• [Supplied data]
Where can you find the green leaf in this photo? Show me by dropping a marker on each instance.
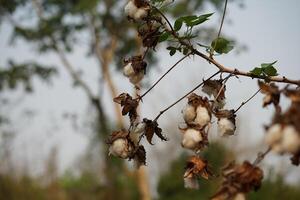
(178, 24)
(256, 71)
(221, 45)
(164, 36)
(265, 65)
(270, 70)
(199, 20)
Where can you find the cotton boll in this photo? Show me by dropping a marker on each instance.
(130, 9)
(191, 183)
(203, 117)
(136, 78)
(290, 139)
(128, 70)
(119, 148)
(191, 138)
(139, 128)
(140, 14)
(189, 113)
(273, 135)
(226, 127)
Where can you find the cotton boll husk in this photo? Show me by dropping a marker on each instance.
(202, 117)
(139, 128)
(140, 14)
(136, 78)
(191, 183)
(119, 148)
(226, 127)
(128, 70)
(273, 135)
(191, 138)
(189, 113)
(130, 9)
(290, 139)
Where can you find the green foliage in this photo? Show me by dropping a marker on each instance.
(221, 45)
(191, 21)
(266, 69)
(22, 73)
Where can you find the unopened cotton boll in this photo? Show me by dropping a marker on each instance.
(189, 113)
(130, 9)
(140, 14)
(203, 117)
(273, 135)
(136, 78)
(191, 138)
(119, 148)
(226, 127)
(128, 70)
(290, 140)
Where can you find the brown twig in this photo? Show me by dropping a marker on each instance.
(243, 103)
(220, 29)
(195, 88)
(179, 61)
(261, 156)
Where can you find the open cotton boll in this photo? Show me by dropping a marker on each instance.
(119, 148)
(290, 140)
(130, 9)
(273, 135)
(189, 113)
(136, 78)
(191, 138)
(140, 14)
(128, 70)
(226, 127)
(202, 117)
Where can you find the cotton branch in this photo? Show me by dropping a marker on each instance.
(187, 94)
(221, 67)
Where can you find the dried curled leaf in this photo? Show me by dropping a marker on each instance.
(151, 128)
(239, 179)
(272, 93)
(138, 64)
(139, 156)
(150, 36)
(195, 168)
(128, 104)
(214, 87)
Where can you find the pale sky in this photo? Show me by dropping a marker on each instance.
(269, 28)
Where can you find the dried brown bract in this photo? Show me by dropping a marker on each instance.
(272, 93)
(195, 168)
(226, 122)
(128, 104)
(239, 179)
(151, 128)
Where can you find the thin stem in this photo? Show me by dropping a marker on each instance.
(195, 88)
(243, 103)
(163, 15)
(179, 61)
(220, 29)
(261, 156)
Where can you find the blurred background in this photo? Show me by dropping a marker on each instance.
(60, 67)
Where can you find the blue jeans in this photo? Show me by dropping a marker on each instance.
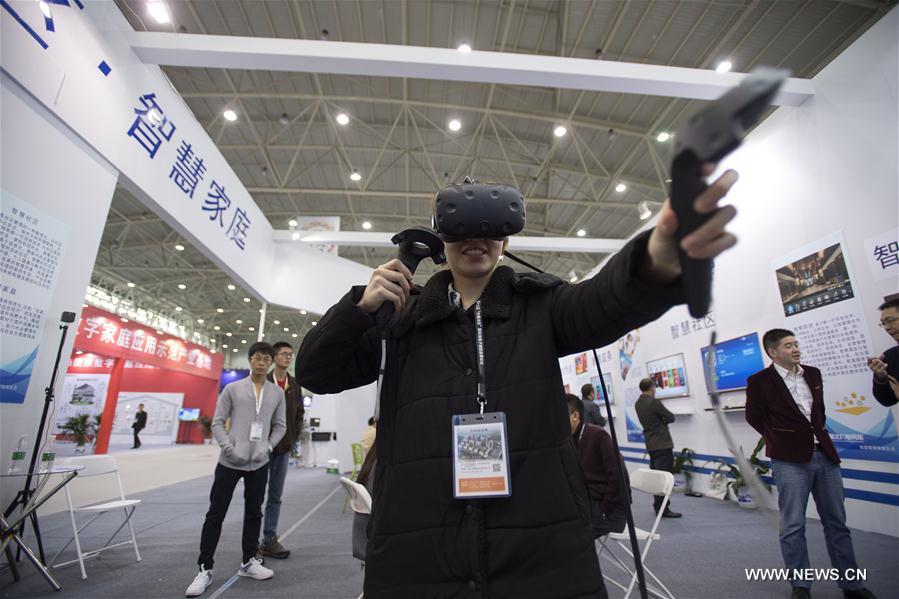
(277, 472)
(823, 480)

• [Task directions] Print every entry exactly as written, without the pictures.

• [Answer to this task]
Where can you find the green leaf in this photo? Show me by dropping a marker on each instance.
(178, 24)
(256, 71)
(221, 45)
(164, 36)
(265, 65)
(270, 70)
(199, 20)
Where can you find the cotton boll in this photo? Show me by dropping a marker on each instance.
(130, 9)
(191, 183)
(203, 117)
(136, 78)
(290, 139)
(128, 70)
(119, 148)
(191, 138)
(139, 128)
(140, 14)
(189, 113)
(273, 135)
(226, 127)
Where can you find the cotton boll husk in this photo? Show me by dropping a marker on each instance.
(202, 117)
(139, 128)
(140, 14)
(136, 78)
(191, 183)
(119, 148)
(226, 127)
(128, 70)
(273, 135)
(191, 138)
(189, 113)
(130, 9)
(290, 139)
Where can you find the green foliage in this photo? Show me by dropping a marker on each instance.
(221, 45)
(191, 21)
(266, 69)
(22, 73)
Where can you find the unopened cotton boll in this photo? Show me by dropping a marker on each instance.
(189, 113)
(130, 9)
(140, 14)
(203, 117)
(273, 135)
(136, 78)
(191, 138)
(119, 148)
(226, 127)
(128, 70)
(290, 140)
Where can you find the brown twig in this photo? Show me by dropping a marker on each instance.
(243, 103)
(220, 29)
(195, 88)
(179, 61)
(261, 156)
Where can you find the open cotton boll in this photo? Show me by dropping a marker on each instance.
(119, 148)
(290, 140)
(130, 9)
(273, 135)
(189, 113)
(136, 78)
(191, 138)
(140, 14)
(128, 70)
(226, 127)
(202, 117)
Where can you find the cotton branch in this photo? Show me by dropping a marker on each instance.
(187, 94)
(221, 67)
Where can you find the dried curled leaf in this photo? Show me by dropping a marker on each instance.
(151, 128)
(239, 179)
(272, 93)
(138, 64)
(139, 156)
(150, 36)
(195, 168)
(128, 104)
(214, 87)
Where can you find the pale sky in this photo? Show me by dropping a marker on each instance.
(269, 28)
Where can you find the dried brown bract in this photo? Show me by dropping a marker on each instance.
(272, 93)
(195, 168)
(226, 122)
(128, 104)
(239, 179)
(151, 128)
Where can you find the thin stem in this photo? Show me by dropping a marker on each instance.
(195, 88)
(243, 103)
(163, 15)
(179, 61)
(220, 29)
(261, 156)
Where can you find the blurred background in this photo? Show me by dropping a marker on each instance.
(60, 67)
Where can you find the blue jeans in this photo? Show me by dropping a marker on each instance.
(277, 472)
(823, 480)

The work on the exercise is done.